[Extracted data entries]
____________
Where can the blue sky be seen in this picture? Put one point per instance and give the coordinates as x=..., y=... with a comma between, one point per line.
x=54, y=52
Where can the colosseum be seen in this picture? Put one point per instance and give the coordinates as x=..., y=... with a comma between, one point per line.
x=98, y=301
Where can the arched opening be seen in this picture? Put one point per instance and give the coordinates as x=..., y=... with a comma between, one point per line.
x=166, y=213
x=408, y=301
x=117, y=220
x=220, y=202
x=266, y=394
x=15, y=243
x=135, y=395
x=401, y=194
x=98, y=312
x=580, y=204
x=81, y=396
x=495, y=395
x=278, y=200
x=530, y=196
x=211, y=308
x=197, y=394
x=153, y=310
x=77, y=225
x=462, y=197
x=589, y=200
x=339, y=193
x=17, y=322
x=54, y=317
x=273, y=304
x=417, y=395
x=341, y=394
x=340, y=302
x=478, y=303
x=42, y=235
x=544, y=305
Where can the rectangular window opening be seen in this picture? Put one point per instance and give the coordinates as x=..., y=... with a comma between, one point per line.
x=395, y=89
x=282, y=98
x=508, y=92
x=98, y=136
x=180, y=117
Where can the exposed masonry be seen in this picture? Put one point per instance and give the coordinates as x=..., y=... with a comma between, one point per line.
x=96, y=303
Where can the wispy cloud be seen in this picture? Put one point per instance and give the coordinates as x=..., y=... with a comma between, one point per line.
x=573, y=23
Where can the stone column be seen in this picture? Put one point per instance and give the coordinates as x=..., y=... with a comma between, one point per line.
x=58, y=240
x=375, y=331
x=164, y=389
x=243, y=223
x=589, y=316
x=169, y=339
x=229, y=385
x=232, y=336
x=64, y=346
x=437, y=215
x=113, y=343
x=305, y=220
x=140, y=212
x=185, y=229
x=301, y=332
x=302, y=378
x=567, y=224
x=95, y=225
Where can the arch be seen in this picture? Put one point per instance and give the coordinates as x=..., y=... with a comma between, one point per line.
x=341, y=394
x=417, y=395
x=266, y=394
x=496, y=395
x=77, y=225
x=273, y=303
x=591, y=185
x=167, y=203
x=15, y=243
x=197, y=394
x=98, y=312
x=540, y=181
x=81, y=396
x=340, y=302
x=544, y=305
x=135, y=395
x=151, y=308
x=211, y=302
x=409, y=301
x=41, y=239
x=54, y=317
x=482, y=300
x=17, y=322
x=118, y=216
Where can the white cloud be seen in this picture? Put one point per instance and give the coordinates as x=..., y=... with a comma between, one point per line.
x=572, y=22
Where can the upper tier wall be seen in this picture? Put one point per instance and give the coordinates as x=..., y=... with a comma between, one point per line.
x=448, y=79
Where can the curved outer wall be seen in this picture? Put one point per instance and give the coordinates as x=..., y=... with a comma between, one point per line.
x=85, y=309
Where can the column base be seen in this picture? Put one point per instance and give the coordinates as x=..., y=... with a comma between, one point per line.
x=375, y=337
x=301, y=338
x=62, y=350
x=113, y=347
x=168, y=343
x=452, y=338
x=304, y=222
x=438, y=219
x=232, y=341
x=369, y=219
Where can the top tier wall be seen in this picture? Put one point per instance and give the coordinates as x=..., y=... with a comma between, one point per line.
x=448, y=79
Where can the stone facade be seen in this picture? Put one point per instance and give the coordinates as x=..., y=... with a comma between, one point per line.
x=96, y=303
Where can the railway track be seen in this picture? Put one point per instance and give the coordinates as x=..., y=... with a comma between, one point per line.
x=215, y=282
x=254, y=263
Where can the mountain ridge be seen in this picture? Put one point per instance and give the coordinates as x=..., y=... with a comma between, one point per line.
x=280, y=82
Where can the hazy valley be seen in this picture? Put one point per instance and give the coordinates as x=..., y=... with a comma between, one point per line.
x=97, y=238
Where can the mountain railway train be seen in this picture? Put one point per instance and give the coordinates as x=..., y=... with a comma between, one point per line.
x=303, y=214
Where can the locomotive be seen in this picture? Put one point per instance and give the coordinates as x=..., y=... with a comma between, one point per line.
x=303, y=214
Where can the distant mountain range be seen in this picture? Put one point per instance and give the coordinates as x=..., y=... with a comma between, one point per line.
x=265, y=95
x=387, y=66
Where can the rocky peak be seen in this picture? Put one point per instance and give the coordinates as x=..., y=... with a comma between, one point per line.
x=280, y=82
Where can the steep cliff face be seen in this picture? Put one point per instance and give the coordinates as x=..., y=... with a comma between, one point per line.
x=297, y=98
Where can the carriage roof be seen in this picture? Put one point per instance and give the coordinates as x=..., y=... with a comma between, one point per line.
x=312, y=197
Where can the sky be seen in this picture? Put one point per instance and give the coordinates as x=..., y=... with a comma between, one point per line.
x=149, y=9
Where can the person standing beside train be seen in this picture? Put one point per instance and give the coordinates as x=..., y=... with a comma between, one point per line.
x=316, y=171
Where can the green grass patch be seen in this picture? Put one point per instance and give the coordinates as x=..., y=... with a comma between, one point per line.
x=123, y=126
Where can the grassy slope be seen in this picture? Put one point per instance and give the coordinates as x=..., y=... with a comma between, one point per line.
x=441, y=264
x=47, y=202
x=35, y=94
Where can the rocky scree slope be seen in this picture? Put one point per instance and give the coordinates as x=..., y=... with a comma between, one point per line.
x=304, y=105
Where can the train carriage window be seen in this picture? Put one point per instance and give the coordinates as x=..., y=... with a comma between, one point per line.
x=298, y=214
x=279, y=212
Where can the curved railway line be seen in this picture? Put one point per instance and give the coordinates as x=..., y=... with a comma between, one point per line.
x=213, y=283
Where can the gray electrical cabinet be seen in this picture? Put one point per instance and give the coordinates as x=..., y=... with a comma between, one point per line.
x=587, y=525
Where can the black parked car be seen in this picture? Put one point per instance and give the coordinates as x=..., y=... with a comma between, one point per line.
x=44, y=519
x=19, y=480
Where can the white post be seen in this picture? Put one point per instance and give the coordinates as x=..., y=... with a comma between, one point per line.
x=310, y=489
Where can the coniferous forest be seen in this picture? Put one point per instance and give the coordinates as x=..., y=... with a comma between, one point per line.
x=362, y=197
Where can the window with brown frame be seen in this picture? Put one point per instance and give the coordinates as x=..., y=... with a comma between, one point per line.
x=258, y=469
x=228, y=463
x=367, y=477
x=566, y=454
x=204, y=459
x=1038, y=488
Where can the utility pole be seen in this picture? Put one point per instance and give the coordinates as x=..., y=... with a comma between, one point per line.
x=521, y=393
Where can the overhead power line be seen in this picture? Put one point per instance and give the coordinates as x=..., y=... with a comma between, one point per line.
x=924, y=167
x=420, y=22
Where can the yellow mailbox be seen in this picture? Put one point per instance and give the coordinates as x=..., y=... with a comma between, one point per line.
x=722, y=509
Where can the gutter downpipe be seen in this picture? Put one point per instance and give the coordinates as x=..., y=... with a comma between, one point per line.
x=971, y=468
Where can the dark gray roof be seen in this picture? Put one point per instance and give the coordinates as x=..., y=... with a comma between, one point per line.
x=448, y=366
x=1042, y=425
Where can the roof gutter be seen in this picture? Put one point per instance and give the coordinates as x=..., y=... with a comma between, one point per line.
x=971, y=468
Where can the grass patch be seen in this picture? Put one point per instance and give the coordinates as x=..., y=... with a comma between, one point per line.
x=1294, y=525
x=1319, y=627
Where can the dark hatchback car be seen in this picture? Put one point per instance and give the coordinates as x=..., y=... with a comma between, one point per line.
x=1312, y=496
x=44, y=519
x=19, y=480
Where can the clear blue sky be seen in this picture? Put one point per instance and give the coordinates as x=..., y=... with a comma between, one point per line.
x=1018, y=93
____________
Every entry needs to be written out again, exactly as given.

[Solution]:
Where can the blue sky be seen in this picture? Put one point per instance and give the coordinates as x=..., y=... with a comma between, one point per line.
x=54, y=52
Where can the colosseum be seen in this picture? Put one point per instance and give the coordinates as x=..., y=... with a comma between, one point per line.
x=98, y=301
Where can the arched opening be seen in this picture? Put one point per instance and give the coordinates as x=..., y=... with a comma between, one point per line.
x=166, y=213
x=408, y=301
x=117, y=220
x=220, y=202
x=266, y=394
x=15, y=243
x=135, y=395
x=401, y=194
x=98, y=312
x=580, y=204
x=81, y=396
x=495, y=395
x=278, y=200
x=530, y=196
x=211, y=308
x=197, y=394
x=153, y=310
x=77, y=225
x=462, y=197
x=589, y=200
x=339, y=193
x=17, y=322
x=54, y=317
x=273, y=304
x=417, y=395
x=341, y=394
x=340, y=302
x=478, y=303
x=42, y=235
x=544, y=305
Where can the rectangular window opening be seen in this picture? Put one point per instance and give the coordinates as x=..., y=... with a comma between, one point per line.
x=395, y=89
x=282, y=98
x=508, y=92
x=98, y=136
x=180, y=117
Where can the exposed masonry be seen in this picture? Put one point per instance and give the coordinates as x=..., y=... with a comma between, one point per line.
x=96, y=303
Where can the wispy cloud be seen in this picture? Put one point per instance and give the coordinates as x=..., y=... with a comma between, one point per line.
x=573, y=23
Where can the stone column be seen in this picture? Put one point per instance and give the coordinates as x=..., y=... with a comma between, one point per line.
x=58, y=240
x=375, y=331
x=164, y=389
x=243, y=223
x=589, y=316
x=169, y=339
x=229, y=385
x=232, y=336
x=64, y=346
x=437, y=215
x=113, y=343
x=305, y=220
x=140, y=212
x=185, y=229
x=301, y=332
x=302, y=378
x=567, y=224
x=95, y=225
Where can the arch be seen in this picture? Put one point per instance and give the coordinates as x=..., y=... with a comma between, one point per line.
x=341, y=394
x=417, y=395
x=266, y=394
x=496, y=395
x=77, y=225
x=273, y=303
x=591, y=185
x=167, y=203
x=15, y=243
x=197, y=394
x=98, y=312
x=540, y=181
x=81, y=396
x=340, y=302
x=544, y=305
x=135, y=395
x=151, y=308
x=211, y=302
x=409, y=301
x=41, y=239
x=54, y=317
x=482, y=300
x=17, y=322
x=118, y=216
Where can the white cloud be seen in this picture? Put one point per instance and give the coordinates as x=..., y=... with a comma between, one point per line.
x=572, y=22
Where can the upper tier wall be seen in this picture? Put one point per instance and give the coordinates as x=..., y=... with a comma between, one point per line.
x=448, y=79
Where can the curved outer wall be seen in this picture? Put one point per instance and give the coordinates as x=..., y=... with a comma between, one point per line.
x=85, y=309
Where can the column base be seen in this picture? Put one point per instance and give the coordinates as x=..., y=... with a comma between, one point per line.
x=375, y=337
x=301, y=338
x=62, y=350
x=113, y=347
x=168, y=343
x=452, y=338
x=304, y=222
x=438, y=219
x=232, y=341
x=369, y=219
Where can the top tier wall be seen in this picture? Put one point per instance and give the coordinates as x=..., y=... with a comma between, one point per line.
x=448, y=79
Where can the stone facade be seen in this picture? Put one point per instance and give the coordinates as x=..., y=... with a comma between, one point per line.
x=96, y=303
Where can the railway track be seen in this picture? Put one point per instance and give the coordinates as x=..., y=... with a comma between, one point per line.
x=215, y=282
x=254, y=263
Where can the mountain ridge be seen in this picture? Put one point per instance and give the coordinates as x=..., y=... with a comma between, one point per line.
x=280, y=82
Where can the hazy valley be seen in this picture? Put one point per instance and give the coordinates as x=..., y=... with a comma between, one point per line.
x=97, y=238
Where can the mountain railway train be seen in this picture? Put one point per instance and give the coordinates as x=..., y=... with a comma between, one point per line.
x=303, y=214
Where can the locomotive be seen in this picture? Put one point per instance and give the coordinates as x=..., y=... with a comma between, one point per line.
x=303, y=214
Where can the distant mountain range be seen in this picture? Put one point per instance and give the coordinates as x=..., y=... with a comma between, one point per line.
x=265, y=95
x=387, y=66
Where can the rocky peak be seen in this picture? Put one point per instance and give the coordinates as x=..., y=... with a comma between, one point per line.
x=280, y=82
Where can the steep cliff face be seen in this picture? Put one point per instance and give the coordinates as x=..., y=... with a comma between, one point per line.
x=297, y=98
Where can the carriage roof be seen in this picture? Put one point per instance and give the coordinates as x=..., y=... with a comma between, one point per line.
x=312, y=197
Where can the sky be seen in this picture? Put one point per instance and give the coordinates as x=..., y=... with a comma between, one point per line.
x=149, y=9
Where can the person standing beside train be seen in this picture? Put one point per instance and give the coordinates as x=..., y=... with a comma between, one point per line.
x=316, y=171
Where can the green grass patch be seen in this picture? Put one point per instance and give the coordinates as x=..., y=... with a comma between, one point per line.
x=123, y=126
Where can the grassy slope be seen in this picture? Put one point per instance and give the coordinates as x=..., y=... with a comma between, one point per line.
x=441, y=264
x=47, y=202
x=35, y=94
Where can the rocky scree slope be seen in this picture? Put one point per instance and give the coordinates as x=..., y=... with a comma between, one point per line.
x=304, y=105
Where can the train carriage window be seen in this picture? Put one point per instance and give the coordinates as x=..., y=... with a comma between, one point per line.
x=298, y=214
x=279, y=212
Where can the curved railway line be seen in this picture? Put one point per instance and give the coordinates as x=..., y=... with a comma between, one point per line.
x=213, y=283
Where can the gray electrical cabinet be seen in this picture? Put one point per instance and give the coordinates as x=..., y=... with a comma between, one point per line.
x=587, y=525
Where can the black parked car be seen in this picture? Put one point per instance and give the coordinates as x=..., y=... with a comma between, one point per line.
x=44, y=519
x=19, y=480
Where can the white post be seen in this picture? Put one point per instance and give the coordinates as x=..., y=... with a comma between, one point per line.
x=310, y=489
Where can the coniferous forest be seen in this picture? Put one point per instance and give the coordinates as x=..., y=... with a comma between, one point per line.
x=362, y=197
Where can the window with brown frame be seen in this picture? Put one point per instance and give the coordinates as x=..., y=... with a comma between, one point per line.
x=258, y=469
x=228, y=463
x=367, y=477
x=566, y=454
x=204, y=459
x=1038, y=488
Where can the utility pole be seen in this picture? Put one point per instance and give the coordinates as x=..., y=... with a comma between, one point per line.
x=521, y=393
Where can the overhead power line be seen in this picture? Put one point per instance and give the coordinates as x=..., y=... with a comma between, one point per line.
x=924, y=167
x=420, y=22
Where can the yellow mailbox be seen in this picture? Put one point per instance and give the coordinates as x=..., y=... with a comma between, one point per line.
x=722, y=509
Where can the gutter downpipe be seen in this picture? Put one point per instance and give the coordinates as x=..., y=... with a comma between, one point per line.
x=971, y=468
Where can the dark gray roof be seen in this picture? Put one point per instance and give the coordinates as x=..., y=... with a comma between, one point per line.
x=448, y=366
x=1042, y=425
Where can the roof gutter be seen in this picture? Put one point per instance and give the coordinates as x=..., y=... with a comma between, one point per line.
x=971, y=468
Where can the grass patch be seen in this picture? Put one point per instance and give the coordinates as x=..., y=... with a comma between, one point per line.
x=1294, y=525
x=1319, y=627
Where can the dark hatchback car be seen in this picture? Put one point per instance and give the coordinates as x=..., y=... with a comma between, one point per line.
x=1312, y=496
x=44, y=519
x=19, y=480
Where can the clear blue sky be seen in this picture? Put one point per instance and give the coordinates as x=..., y=... with a comma between, one point per line.
x=1018, y=93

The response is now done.